▶ Task description
Rewrite the part of the items below that opens with the line containing "of the window" and runs through the end of the items, changing "integer pixel coordinates" to "whole-number pixel coordinates" and leaving everything else unchanged.

▶ Data supplied
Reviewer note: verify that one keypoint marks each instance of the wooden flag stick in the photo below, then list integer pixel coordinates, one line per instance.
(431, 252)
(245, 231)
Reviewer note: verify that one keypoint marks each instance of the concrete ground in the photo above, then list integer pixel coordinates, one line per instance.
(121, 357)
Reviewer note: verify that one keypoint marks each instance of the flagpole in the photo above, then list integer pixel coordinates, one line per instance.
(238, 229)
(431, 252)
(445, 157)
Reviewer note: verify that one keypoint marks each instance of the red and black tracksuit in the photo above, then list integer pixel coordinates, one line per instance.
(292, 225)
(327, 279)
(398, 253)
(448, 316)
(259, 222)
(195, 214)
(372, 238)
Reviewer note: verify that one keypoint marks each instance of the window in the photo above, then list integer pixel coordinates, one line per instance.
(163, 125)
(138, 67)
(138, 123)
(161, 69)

▶ Right answer
Reviewer note: verify that one keypoint marks each instance of the window in the photo above, then list whole-number pixel coordinates, one line per instance.
(163, 125)
(138, 67)
(138, 123)
(161, 69)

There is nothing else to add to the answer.